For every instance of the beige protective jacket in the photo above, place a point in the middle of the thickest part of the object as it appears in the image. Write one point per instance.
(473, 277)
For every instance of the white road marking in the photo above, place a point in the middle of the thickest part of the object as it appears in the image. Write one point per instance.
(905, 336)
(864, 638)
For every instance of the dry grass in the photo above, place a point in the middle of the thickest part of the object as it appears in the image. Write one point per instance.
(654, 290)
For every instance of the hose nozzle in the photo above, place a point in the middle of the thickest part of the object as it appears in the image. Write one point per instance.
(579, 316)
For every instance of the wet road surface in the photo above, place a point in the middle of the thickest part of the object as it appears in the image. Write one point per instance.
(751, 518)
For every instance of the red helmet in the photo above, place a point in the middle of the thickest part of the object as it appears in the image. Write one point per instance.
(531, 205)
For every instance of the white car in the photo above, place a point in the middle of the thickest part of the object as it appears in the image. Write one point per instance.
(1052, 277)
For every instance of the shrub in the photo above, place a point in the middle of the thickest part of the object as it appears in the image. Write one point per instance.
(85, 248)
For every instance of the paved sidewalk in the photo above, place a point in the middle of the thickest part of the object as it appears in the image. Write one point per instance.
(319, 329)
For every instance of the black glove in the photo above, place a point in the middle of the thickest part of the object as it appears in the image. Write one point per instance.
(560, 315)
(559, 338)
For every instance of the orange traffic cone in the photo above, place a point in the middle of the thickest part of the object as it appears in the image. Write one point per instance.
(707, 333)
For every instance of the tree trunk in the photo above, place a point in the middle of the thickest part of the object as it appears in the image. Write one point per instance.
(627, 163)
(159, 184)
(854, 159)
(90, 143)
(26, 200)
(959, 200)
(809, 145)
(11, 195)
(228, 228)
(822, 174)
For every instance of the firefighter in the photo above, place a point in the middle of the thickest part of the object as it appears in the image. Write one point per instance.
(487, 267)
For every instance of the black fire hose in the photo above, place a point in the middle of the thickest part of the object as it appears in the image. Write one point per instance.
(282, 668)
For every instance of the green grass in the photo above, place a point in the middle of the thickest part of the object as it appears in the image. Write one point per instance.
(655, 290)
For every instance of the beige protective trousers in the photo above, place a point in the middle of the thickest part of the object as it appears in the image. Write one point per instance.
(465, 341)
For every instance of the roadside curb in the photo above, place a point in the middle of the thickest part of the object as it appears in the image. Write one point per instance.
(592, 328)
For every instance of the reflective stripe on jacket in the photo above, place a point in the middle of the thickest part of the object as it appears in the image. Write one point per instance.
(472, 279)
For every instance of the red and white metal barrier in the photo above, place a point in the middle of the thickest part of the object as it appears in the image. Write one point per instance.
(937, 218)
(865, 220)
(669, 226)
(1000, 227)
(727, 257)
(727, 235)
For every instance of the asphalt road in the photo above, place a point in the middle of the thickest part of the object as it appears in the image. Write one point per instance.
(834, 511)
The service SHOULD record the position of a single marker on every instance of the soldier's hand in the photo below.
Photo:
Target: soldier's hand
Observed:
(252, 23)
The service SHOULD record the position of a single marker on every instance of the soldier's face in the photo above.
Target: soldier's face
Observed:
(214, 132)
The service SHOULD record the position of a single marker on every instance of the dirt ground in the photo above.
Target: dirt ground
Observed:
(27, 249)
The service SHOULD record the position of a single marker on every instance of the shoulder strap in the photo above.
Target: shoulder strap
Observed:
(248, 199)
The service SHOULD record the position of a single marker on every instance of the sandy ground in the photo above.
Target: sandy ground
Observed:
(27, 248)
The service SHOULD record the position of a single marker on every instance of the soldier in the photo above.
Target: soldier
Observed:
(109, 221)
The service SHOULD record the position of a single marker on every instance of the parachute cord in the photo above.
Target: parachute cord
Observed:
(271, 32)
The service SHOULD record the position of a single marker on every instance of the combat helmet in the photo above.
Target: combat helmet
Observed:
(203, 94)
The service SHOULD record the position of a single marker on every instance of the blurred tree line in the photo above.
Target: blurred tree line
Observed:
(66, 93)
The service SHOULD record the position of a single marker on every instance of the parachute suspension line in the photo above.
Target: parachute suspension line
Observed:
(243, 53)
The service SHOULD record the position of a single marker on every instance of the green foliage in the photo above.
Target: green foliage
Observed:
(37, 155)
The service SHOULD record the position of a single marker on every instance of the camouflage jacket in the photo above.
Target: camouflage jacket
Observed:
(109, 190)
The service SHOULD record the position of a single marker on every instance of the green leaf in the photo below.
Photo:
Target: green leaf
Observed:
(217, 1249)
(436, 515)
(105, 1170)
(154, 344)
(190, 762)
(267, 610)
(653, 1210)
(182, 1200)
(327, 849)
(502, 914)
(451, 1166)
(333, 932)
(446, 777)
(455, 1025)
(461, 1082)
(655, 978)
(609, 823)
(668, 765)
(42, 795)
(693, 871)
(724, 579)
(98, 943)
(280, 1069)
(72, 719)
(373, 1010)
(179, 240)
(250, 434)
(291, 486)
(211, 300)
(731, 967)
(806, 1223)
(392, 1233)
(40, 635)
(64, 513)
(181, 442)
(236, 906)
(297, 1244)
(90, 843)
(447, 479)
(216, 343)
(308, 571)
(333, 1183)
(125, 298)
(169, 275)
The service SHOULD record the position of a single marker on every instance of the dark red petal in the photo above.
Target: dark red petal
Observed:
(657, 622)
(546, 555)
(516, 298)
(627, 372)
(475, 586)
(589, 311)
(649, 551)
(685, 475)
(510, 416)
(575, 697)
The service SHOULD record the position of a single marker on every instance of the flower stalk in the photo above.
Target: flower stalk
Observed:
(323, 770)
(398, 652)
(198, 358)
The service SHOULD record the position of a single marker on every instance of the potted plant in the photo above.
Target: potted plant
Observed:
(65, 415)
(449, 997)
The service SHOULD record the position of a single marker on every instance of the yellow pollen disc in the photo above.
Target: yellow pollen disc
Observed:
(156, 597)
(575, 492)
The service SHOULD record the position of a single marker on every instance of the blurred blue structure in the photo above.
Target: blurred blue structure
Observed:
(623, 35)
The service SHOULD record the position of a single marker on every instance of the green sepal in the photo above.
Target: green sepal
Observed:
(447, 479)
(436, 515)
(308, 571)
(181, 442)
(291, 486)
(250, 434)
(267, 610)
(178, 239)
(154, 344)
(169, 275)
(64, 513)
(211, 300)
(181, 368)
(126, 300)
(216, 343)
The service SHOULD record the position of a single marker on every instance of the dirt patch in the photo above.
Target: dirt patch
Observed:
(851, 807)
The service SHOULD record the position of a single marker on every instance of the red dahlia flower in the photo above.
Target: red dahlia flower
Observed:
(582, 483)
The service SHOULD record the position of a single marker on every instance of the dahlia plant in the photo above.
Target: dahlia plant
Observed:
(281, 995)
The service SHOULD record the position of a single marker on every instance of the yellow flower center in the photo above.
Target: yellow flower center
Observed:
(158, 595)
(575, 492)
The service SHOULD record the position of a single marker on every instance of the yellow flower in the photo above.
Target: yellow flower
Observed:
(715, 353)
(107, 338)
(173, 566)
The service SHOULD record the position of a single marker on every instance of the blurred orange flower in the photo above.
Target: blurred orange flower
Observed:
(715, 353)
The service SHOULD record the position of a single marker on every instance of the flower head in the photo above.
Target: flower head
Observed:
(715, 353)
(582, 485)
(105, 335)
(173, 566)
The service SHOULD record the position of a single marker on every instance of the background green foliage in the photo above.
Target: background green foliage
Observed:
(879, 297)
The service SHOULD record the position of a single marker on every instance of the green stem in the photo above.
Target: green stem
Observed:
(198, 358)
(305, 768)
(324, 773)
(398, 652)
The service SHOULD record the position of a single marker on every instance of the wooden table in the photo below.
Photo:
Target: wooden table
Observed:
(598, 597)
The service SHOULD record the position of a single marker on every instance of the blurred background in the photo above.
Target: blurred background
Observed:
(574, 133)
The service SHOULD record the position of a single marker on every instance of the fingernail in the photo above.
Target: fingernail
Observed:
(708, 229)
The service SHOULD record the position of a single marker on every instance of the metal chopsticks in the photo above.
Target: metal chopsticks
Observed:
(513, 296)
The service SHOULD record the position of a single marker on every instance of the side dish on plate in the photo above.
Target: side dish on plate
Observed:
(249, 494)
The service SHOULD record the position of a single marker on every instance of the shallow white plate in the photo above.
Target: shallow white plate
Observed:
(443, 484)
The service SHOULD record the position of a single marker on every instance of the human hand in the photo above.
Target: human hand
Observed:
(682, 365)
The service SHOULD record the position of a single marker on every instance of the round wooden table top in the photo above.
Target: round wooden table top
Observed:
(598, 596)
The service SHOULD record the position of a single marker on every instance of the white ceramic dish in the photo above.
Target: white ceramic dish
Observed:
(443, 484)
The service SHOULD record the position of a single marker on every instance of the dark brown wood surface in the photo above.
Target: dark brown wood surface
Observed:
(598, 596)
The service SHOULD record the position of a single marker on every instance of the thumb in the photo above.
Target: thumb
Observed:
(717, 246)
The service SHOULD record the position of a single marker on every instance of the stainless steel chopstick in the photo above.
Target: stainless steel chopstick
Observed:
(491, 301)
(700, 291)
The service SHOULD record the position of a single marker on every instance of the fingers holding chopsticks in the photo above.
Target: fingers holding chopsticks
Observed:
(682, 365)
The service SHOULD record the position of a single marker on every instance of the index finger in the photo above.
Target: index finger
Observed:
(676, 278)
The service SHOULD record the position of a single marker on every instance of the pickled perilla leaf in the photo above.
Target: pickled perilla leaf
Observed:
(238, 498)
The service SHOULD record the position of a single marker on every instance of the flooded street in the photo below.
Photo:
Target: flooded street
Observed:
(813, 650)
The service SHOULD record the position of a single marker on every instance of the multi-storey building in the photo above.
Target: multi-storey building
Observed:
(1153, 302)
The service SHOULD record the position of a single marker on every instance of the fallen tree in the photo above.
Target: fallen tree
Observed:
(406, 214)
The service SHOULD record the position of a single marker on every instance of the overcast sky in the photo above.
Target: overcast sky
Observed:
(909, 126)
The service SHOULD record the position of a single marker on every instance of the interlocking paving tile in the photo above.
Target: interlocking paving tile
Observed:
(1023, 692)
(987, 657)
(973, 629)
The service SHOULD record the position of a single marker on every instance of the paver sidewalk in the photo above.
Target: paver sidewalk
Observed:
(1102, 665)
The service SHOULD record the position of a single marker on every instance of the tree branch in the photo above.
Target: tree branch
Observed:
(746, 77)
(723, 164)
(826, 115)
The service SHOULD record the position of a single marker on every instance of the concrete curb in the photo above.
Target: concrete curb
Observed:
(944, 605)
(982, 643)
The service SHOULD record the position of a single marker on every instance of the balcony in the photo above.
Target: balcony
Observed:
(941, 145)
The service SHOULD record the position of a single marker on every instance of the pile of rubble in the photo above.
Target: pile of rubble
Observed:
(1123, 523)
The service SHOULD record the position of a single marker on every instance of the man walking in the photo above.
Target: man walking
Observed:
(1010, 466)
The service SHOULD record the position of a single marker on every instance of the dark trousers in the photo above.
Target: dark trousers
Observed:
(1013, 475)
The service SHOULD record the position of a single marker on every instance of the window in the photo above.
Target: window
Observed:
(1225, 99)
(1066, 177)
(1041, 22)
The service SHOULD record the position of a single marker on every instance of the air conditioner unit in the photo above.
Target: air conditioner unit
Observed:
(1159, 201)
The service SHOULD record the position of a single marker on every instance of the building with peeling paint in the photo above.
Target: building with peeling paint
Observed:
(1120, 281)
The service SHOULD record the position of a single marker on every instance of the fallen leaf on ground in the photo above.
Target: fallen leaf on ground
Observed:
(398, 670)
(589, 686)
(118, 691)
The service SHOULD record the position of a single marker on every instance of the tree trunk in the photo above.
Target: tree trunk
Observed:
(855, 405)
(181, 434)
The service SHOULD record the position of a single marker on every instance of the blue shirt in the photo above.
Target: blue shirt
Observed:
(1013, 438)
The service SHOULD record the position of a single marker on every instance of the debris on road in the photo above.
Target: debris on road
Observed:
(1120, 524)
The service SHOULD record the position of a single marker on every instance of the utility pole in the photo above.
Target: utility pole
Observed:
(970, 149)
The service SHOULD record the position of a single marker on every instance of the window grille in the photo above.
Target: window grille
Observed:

________________________

WHAT THE TASK REQUIRES
Search the listing for "dahlia" and copy each line holding it.

WRITTEN REPLY
The service SHOULD record the position of a single marker on every instance of the red dahlia flower in the photo above.
Target: red dahlia flower
The service SHOULD record the position of a single marker on every instance of the dahlia plant in the photo above.
Target: dahlia plant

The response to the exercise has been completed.